- [ANHAND DER ANGABEN]
**A)** Stimmen diese Aussagen mit dem Artikel über Schilys Aussage überein? (i) Die Kurden wurden am 17. Februar erschossen. (ii) Die Landtage haben sich bisher gewehrt, wenn die Bundesregierung eine Aussage ablehnte. (iii) Der Antrag auf Einstweilige Anordnung ging an das Bundesverfassungsgericht. Antworte jeweils mit Ja oder Nein und zitiere die entscheidenden Worte wörtlich.
**B)** Gib den Artikel über Schilys Aussage in zwei Sätzen wieder.
**C)** Schreib den Artikel über Schilys Aussage nach seinem letzten Satz weiter.

━━━ TEXTAUSZUG ━━━

Berliner Abgeordnete beharren auf Schilys Auftritt
Bundesverwaltungsgericht soll Minister zwingen, vor einem Ausschuß auszusagen
Von Karl-Heinz Baum (Berlin)
Müssen Bundesminister und Bundesbeamte vor einem Landtagsausschuß aussagen, auch wenn die Bundesregierung das nicht will? Auch nach fünfzig Jahren Bundesrepublik Deutschland ist die Frage ungeklärt. Oder besser: Wenn die Bundesregierung eine Aussage für Minister oder Beamte ablehnte, haben das bisher die Landtage hingenommen.
Doch das Berliner Abgeordnetenhaus will jetzt Bundesinnenminister Otto Schily und den Präsidenten des Bundesamtes für Verfassungsschutz Peter Frisch trotz Regierungs-Veto zur Aussage zwingen. Am Donnerstag beantragte Präsident Herwig Haase für das Land Berlin beim Bundesverwaltungsgericht eine Einstweilige Anordnung gegen die Bundesrepublik Deutschland.
Es geht um Vorfälle im israelischen Generalkonsulat in Berlin-Wilmersdorf am 17. Februar. An diesem Tag haben israelische Sicherheitsleute auf dem Gelände des Konsulats vier Kurden erschossen, die zusammen mit anderen gegen die Verschleppung des PKK-Führers Abdullah Öcalan am Vortag protestierten. Ein Ausschuß des Berliner Parlaments untersucht das Geschehen und die Sicherheitslage an beiden Tagen. Die Regierung findet, der Ausschuß überschreite seine Zuständigkeit, Bundesangelegenheiten habe er nicht zu untersuchen.

━━━ VORGEGEBENE DATEN ━━━

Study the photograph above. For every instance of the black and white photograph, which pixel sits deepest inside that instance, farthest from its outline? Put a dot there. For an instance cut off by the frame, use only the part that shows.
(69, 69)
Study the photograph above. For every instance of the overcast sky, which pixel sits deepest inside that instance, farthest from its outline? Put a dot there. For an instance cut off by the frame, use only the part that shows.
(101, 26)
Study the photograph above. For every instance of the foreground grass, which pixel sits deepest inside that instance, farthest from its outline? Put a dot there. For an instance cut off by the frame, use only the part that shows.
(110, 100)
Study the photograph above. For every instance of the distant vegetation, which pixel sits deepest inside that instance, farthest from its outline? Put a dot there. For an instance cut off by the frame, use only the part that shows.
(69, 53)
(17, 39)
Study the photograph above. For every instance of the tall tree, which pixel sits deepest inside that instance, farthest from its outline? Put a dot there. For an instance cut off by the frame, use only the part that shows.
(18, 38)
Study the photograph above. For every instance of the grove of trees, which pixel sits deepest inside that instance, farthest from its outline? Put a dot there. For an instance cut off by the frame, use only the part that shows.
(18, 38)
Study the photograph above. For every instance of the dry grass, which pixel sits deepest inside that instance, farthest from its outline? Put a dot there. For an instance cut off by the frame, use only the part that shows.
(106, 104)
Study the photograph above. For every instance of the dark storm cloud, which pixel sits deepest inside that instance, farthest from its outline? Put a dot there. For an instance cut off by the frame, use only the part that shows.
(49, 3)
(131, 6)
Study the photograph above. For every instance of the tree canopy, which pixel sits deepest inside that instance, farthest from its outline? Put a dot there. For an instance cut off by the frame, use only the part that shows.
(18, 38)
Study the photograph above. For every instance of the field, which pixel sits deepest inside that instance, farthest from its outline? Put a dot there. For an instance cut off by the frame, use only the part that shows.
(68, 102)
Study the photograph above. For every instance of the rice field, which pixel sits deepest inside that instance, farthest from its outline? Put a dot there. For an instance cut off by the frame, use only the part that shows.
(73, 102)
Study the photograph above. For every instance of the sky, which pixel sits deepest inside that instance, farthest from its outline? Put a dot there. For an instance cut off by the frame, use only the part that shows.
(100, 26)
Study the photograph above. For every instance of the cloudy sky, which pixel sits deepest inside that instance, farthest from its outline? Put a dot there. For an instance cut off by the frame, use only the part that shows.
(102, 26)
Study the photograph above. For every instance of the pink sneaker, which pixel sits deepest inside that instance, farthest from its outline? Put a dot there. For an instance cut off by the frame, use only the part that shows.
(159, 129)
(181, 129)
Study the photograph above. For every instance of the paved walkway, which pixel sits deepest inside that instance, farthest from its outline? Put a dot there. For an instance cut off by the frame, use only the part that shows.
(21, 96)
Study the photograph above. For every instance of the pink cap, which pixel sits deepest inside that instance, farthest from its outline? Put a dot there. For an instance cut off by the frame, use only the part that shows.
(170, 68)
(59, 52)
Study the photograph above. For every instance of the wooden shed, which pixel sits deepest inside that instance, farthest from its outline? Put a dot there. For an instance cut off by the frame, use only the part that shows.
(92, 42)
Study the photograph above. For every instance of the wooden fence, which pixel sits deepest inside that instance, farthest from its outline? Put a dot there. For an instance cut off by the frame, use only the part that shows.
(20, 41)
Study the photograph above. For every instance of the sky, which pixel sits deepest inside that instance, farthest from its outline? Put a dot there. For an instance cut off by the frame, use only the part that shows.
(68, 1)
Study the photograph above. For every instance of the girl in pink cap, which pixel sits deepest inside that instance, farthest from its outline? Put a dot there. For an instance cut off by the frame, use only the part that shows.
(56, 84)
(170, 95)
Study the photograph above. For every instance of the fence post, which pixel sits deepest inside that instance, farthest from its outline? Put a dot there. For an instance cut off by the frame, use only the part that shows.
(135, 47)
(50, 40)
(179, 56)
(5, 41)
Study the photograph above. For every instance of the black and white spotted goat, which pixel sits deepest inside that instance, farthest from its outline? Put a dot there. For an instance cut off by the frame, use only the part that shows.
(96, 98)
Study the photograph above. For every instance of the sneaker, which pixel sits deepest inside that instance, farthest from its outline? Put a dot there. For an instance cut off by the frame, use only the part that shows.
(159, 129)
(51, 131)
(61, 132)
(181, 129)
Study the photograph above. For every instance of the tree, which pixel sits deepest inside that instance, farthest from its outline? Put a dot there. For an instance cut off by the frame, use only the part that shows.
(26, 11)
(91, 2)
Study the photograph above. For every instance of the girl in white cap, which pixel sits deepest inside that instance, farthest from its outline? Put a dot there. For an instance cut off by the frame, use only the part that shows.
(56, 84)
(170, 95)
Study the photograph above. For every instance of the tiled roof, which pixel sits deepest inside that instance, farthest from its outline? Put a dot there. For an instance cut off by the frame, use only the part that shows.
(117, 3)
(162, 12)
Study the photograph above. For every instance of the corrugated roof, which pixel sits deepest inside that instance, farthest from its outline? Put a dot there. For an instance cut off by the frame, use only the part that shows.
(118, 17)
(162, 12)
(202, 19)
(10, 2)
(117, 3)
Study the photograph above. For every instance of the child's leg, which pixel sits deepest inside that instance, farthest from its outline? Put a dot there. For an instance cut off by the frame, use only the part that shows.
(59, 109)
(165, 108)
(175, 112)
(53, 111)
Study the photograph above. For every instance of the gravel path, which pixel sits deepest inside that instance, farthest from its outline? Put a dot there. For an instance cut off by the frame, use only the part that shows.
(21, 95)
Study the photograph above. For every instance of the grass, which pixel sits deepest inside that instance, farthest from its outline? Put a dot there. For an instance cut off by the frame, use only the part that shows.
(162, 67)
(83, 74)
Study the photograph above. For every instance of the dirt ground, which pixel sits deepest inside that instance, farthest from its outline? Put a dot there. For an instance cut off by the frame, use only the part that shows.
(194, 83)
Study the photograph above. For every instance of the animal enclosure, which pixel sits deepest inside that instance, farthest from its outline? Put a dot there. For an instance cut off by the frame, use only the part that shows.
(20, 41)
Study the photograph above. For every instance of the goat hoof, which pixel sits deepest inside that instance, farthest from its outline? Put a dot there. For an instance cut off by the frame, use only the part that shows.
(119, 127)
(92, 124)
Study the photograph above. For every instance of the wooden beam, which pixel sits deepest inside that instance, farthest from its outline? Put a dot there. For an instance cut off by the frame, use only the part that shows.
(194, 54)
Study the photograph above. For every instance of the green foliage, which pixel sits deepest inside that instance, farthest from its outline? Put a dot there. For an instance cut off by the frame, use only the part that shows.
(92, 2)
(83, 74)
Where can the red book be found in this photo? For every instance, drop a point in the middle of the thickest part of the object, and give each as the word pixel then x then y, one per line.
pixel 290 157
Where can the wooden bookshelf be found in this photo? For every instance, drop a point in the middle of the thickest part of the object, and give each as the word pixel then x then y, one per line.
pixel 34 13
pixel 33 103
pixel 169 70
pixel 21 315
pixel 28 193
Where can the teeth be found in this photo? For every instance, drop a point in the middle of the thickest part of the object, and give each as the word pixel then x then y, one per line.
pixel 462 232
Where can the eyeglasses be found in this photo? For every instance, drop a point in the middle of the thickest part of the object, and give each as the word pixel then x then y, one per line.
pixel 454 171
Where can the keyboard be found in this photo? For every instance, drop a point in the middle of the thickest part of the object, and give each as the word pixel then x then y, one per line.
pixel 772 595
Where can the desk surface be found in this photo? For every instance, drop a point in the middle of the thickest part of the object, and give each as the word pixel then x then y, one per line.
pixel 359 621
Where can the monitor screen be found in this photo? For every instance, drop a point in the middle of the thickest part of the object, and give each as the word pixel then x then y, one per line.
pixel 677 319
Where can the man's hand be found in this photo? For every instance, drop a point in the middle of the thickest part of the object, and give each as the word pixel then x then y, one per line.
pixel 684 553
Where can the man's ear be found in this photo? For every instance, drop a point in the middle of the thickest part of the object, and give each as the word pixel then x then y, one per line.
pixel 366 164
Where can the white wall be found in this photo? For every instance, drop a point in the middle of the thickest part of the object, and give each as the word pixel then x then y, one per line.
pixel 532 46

━━━

- [LÖSUNGEN DER AUFGABEN]
**A)**
(i) Ja: „am 17. Februar. An diesem Tag haben israelische Sicherheitsleute auf dem Gelände des Konsulats vier Kurden erschossen“
(ii) Nein: „haben das bisher die Landtage hingenommen“
(iii) Nein: „beim Bundesverwaltungsgericht eine Einstweilige Anordnung“

**B)** Das Berliner Abgeordnetenhaus will Bundesinnenminister Otto Schily und Peter Frisch, den Präsidenten des Bundesamtes für Verfassungsschutz, trotz eines Vetos der Bundesregierung zur Aussage vor einem Ausschuss zwingen und hat dafür beim Bundesverwaltungsgericht eine Einstweilige Anordnung beantragt. Der Ausschuss untersucht, wie israelische Sicherheitsleute am 17. Februar auf dem Gelände des Generalkonsulats in Berlin-Wilmersdorf vier protestierende Kurden erschossen, doch die Regierung meint, er überschreite damit seine Zuständigkeit.

**C)**
In Berlin sieht man das anders. Ausschußvorsitzender Wolfgang Wieland (Bündnisgrüne), ein Strafverteidiger, räumt zwar dem Ausschuß auch nur ein eingeschränktes, auf Berlin bezogenes Interesse ein, die Dinge aufzuklären. Doch benötige der Ausschuß die Zeugen da, wo sie möglicherweise Abläufe in Berlin beeinflußt haben. Sie sollen allein zu Fragen reden, die sich unmittelbar aufs Handeln an beiden kritischen Tagen in Berlin beziehen: Wie wurde die mögliche Gefahr, daß Kurden das Konsulat besetzen könnten, analysiert? Was übermittelte die Bundesregierung nach Berlin? Wer hat mit wem über was telefoniert? Wurde der Bundesgrenzschutz zur Hilfe angeboten?
Die Klage fußt auf § 50 der Verwaltungsgerichtsordnung. Danach entscheidet das höchste deutsche Verwaltungsgericht "im ersten und letzten Rechtszug", also endgültig, über Streitigkeiten zwischen Bund und Ländern, wenn sie kein Verfassungsrecht berühren. Damit das Gericht nicht über kleinkarierte Streitereien befinden muß, hat es festgelegt, vorgelegte Fragen dürften "nicht landläufige Verwaltungsstreitgkeiten" sein.